_Written task:_ Take the data below and repeat it exactly.

[Lines of data]
-- -- --
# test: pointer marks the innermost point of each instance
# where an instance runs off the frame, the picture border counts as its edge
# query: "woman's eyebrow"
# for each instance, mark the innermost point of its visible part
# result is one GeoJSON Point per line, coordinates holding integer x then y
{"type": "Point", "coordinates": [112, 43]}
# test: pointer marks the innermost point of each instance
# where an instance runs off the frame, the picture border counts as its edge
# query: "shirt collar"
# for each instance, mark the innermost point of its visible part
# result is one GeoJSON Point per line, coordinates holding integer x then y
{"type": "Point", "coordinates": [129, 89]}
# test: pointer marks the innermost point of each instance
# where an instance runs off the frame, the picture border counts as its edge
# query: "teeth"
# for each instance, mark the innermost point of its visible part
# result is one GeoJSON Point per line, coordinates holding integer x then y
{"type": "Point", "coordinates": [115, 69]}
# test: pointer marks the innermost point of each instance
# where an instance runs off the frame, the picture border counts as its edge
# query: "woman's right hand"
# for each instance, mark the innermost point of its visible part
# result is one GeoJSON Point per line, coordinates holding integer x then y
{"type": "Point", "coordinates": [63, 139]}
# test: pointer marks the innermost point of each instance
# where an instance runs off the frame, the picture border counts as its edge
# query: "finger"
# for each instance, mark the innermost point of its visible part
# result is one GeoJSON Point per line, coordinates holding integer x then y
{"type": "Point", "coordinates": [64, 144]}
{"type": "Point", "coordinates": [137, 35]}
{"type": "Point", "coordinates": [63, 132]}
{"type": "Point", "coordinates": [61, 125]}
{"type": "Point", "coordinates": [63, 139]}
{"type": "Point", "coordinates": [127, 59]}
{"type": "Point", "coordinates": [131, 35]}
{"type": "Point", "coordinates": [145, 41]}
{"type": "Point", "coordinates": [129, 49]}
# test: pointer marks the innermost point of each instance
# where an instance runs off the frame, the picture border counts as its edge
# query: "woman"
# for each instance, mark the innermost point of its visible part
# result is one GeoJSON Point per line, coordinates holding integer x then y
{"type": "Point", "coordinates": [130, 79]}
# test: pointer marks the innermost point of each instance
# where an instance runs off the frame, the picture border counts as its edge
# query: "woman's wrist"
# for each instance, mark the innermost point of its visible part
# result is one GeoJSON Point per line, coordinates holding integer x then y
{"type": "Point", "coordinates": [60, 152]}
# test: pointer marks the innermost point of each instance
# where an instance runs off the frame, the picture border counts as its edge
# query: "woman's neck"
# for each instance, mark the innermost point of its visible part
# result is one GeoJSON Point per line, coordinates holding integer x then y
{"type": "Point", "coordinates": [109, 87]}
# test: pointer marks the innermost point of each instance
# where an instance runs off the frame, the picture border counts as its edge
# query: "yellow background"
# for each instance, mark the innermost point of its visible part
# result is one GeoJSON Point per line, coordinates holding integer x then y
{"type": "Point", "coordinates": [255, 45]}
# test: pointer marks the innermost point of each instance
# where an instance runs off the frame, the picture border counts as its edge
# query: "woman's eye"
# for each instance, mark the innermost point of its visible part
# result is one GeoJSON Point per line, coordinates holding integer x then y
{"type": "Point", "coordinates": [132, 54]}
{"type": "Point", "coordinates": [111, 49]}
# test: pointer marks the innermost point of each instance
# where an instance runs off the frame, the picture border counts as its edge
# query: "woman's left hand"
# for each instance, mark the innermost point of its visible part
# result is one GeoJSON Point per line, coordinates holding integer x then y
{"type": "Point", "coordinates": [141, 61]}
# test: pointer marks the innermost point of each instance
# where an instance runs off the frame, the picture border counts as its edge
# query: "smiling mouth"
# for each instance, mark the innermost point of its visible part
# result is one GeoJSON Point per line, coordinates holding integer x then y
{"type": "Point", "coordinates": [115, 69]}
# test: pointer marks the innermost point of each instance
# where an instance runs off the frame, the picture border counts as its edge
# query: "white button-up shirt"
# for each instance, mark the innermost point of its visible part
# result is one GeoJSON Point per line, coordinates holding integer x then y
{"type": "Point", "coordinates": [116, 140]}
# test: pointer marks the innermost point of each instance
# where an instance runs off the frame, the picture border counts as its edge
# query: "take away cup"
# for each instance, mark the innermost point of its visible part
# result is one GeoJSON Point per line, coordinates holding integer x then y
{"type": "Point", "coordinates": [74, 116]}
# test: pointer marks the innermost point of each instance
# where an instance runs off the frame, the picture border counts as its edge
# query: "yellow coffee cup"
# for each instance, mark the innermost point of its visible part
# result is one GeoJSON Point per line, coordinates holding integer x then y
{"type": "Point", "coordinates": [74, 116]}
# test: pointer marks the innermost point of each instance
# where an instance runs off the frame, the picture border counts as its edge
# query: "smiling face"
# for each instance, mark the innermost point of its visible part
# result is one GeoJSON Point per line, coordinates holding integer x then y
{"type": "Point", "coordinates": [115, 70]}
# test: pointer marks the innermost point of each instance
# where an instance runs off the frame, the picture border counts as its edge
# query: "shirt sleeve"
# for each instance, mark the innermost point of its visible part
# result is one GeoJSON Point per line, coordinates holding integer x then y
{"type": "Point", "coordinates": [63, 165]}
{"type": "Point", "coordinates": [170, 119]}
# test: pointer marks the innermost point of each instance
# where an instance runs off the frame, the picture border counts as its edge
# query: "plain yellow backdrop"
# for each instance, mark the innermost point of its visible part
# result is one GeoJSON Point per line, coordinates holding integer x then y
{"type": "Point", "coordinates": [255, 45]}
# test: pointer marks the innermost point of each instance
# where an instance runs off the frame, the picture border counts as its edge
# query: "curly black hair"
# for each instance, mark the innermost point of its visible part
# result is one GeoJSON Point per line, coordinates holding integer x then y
-- -- --
_Output below:_
# test: pointer marks the innermost point of each instance
# where an instance runs off the frame, the picture border counts as its edge
# query: "woman's eyebrow"
# for each instance, mark the innermost point of its visible part
# result is one GeoJSON Point per line, coordinates holding integer x then y
{"type": "Point", "coordinates": [112, 43]}
# test: pointer marks the innermost point of each instance
# where an instance runs off the frame, the picture border counts as its edge
# query: "shirt collar"
# for each instance, mark the innermost point of its visible part
# result is one GeoJSON Point per line, coordinates holding integer x then y
{"type": "Point", "coordinates": [129, 89]}
# test: pointer marks the innermost point of each instance
# where an instance runs off the frame, the picture border counts as its edge
# query: "teeth"
# for each instance, mark the innermost point of its visible part
# result is one GeoJSON Point per line, coordinates holding integer x then y
{"type": "Point", "coordinates": [115, 69]}
# test: pointer marks the innermost point of each instance
# where an instance runs off the frame, the picture border counts as its edge
# query: "woman's right hand"
# for each instance, mark the innermost point of its visible part
# result is one GeoJSON Point per line, coordinates holding integer x then y
{"type": "Point", "coordinates": [63, 139]}
# test: pointer marks the innermost point of each instance
# where an instance runs off the frame, the picture border counts as its edge
# query: "finger"
# for each instance, mark the innermost point of its visible part
# result is one GeoJSON Point per line, coordinates holding integer x then y
{"type": "Point", "coordinates": [64, 144]}
{"type": "Point", "coordinates": [137, 35]}
{"type": "Point", "coordinates": [63, 132]}
{"type": "Point", "coordinates": [61, 125]}
{"type": "Point", "coordinates": [63, 139]}
{"type": "Point", "coordinates": [127, 59]}
{"type": "Point", "coordinates": [131, 35]}
{"type": "Point", "coordinates": [145, 41]}
{"type": "Point", "coordinates": [129, 49]}
# test: pointer marks the innermost point of each instance
# where an instance runs off the frame, the picture border counts as its edge
# query: "woman"
# for each instance, mark the innermost point of its visible part
# result is one GeoJSON Point per line, coordinates holding integer x then y
{"type": "Point", "coordinates": [130, 79]}
# test: pointer marks the innermost point of each instance
# where an instance runs off the frame, the picture border counts as its edge
# query: "woman's wrist"
# for each instance, mark the innermost point of its visible part
# result is one GeoJSON Point per line, coordinates holding integer x then y
{"type": "Point", "coordinates": [60, 152]}
# test: pointer marks the innermost point of each instance
# where an instance runs off the frame, the picture border counts as its edge
# query: "woman's neck"
# for each instance, mark the innermost point of its visible part
# result is one GeoJSON Point per line, coordinates holding integer x then y
{"type": "Point", "coordinates": [109, 87]}
# test: pointer marks the innermost point of each instance
# where an instance runs off the frame, the picture border counts as its edge
# query: "yellow background"
# for each instance, mark the innermost point of its visible part
# result is one GeoJSON Point per line, coordinates holding integer x then y
{"type": "Point", "coordinates": [255, 45]}
# test: pointer marks the innermost point of each instance
# where an instance runs off the frame, the picture border counts as its edge
# query: "woman's eye"
# for each instance, mark the innermost point of its visible part
# result is one GeoJSON Point per line, coordinates holding integer x then y
{"type": "Point", "coordinates": [132, 54]}
{"type": "Point", "coordinates": [111, 49]}
# test: pointer marks the innermost point of each instance
# where an instance runs off the frame, the picture border counts as its edge
# query: "woman's left hand"
# for each instance, mark the innermost point of its visible part
# result is one GeoJSON Point per line, coordinates holding integer x then y
{"type": "Point", "coordinates": [141, 61]}
# test: pointer marks the innermost point of each instance
# where an instance runs off the frame, the picture border counts as its edge
# query: "smiling mouth"
# for each instance, mark the innermost point of its visible part
# result is one GeoJSON Point per line, coordinates holding integer x then y
{"type": "Point", "coordinates": [115, 69]}
# test: pointer marks the innermost point of each instance
# where an instance runs off the frame, the picture border counts as its edge
# query: "white button-up shirt"
# for each instance, mark the innermost point of its visible part
# result is one GeoJSON Point per line, coordinates holding integer x then y
{"type": "Point", "coordinates": [116, 140]}
# test: pointer marks the innermost point of each instance
# where an instance runs off the frame, the picture border counts as its edge
# query: "take away cup"
# for each instance, mark the innermost point of its visible part
# result is one GeoJSON Point per line, coordinates holding integer x then y
{"type": "Point", "coordinates": [74, 116]}
# test: pointer marks the innermost point of each instance
# where an instance runs off the frame, the picture border counts as its edge
# query: "yellow coffee cup"
# for each instance, mark the innermost point of its visible part
# result is one GeoJSON Point per line, coordinates holding integer x then y
{"type": "Point", "coordinates": [74, 116]}
# test: pointer marks the innermost point of each instance
# where an instance runs off the frame, the picture border counts as its edge
# query: "smiling face"
# for each instance, mark the innermost point of its visible part
# result is one GeoJSON Point per line, coordinates holding integer x then y
{"type": "Point", "coordinates": [115, 70]}
# test: pointer marks the innermost point of each instance
# where an instance runs off the frame, the picture border counts as its edge
# query: "shirt sleeve"
# for each instance, mark the innermost point of its visible part
# result is one GeoJSON Point per line, coordinates holding integer x then y
{"type": "Point", "coordinates": [63, 165]}
{"type": "Point", "coordinates": [170, 119]}
# test: pointer marks the innermost point of each instance
# where an instance runs off the frame, the picture border counts as its edge
# query: "plain yellow backdrop"
# for each instance, mark the innermost point of its visible part
# result is one GeoJSON Point per line, coordinates holding integer x then y
{"type": "Point", "coordinates": [255, 45]}
# test: pointer marks the innermost point of each instance
# where an instance runs off the frame, the picture border counts as its edge
# query: "curly black hair"
# for each instance, mark the innermost point of its visible part
# result is one GeoJSON Point per line, coordinates holding integer x then y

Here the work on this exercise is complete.